### Your objective
Extract every line of the data below and reproduce each one verbatim, in the same order.

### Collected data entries
#####
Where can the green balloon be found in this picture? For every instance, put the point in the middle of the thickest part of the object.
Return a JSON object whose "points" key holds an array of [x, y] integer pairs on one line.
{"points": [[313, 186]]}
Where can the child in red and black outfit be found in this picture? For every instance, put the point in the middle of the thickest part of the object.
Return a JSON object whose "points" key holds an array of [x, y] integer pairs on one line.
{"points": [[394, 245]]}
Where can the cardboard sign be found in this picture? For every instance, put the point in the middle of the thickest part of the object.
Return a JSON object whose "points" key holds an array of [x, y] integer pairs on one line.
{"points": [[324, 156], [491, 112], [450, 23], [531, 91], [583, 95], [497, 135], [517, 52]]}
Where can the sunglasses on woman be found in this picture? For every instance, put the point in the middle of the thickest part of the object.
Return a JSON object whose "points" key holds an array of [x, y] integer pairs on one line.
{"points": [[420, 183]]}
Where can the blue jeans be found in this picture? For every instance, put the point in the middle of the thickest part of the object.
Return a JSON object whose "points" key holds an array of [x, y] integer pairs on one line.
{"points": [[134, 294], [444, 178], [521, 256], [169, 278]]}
#####
### Finished exercise
Where can the green balloon be found in this picture? For every instance, put the point in the middle of the thickest part of the object.
Return a JSON object whose "points" key holds an array of [x, y] integer pairs on one line.
{"points": [[313, 186]]}
Where can the child in red and black outfit be found in this picture? For every instance, put the point in the middle of the thickest part of the object.
Return a JSON object whose "points" key holds an array of [x, y] integer pairs on one line.
{"points": [[394, 245]]}
Where can the cardboard sign be found in this picture? For every instance, put the point in the middle of the thickest part of the object.
Return a JSON object whose "points" key holds an array of [x, y] integer pairs on one line.
{"points": [[324, 156], [491, 112], [450, 23], [531, 91], [583, 95], [497, 135], [517, 52]]}
Where can the sunglasses on woman be found in this picture? For every instance, put the point in the middle of the thickest part of the object.
Return a JSON object whose "points" key holds an array of [x, y] integer pairs on one line.
{"points": [[420, 183]]}
Where can the blue jeans be found in this picture? For every instance, put the point in the middle of the thickest part of the object.
Return a JSON object whose "points" key holds an array of [x, y] integer pairs on one line.
{"points": [[134, 294], [444, 178], [521, 256], [169, 278]]}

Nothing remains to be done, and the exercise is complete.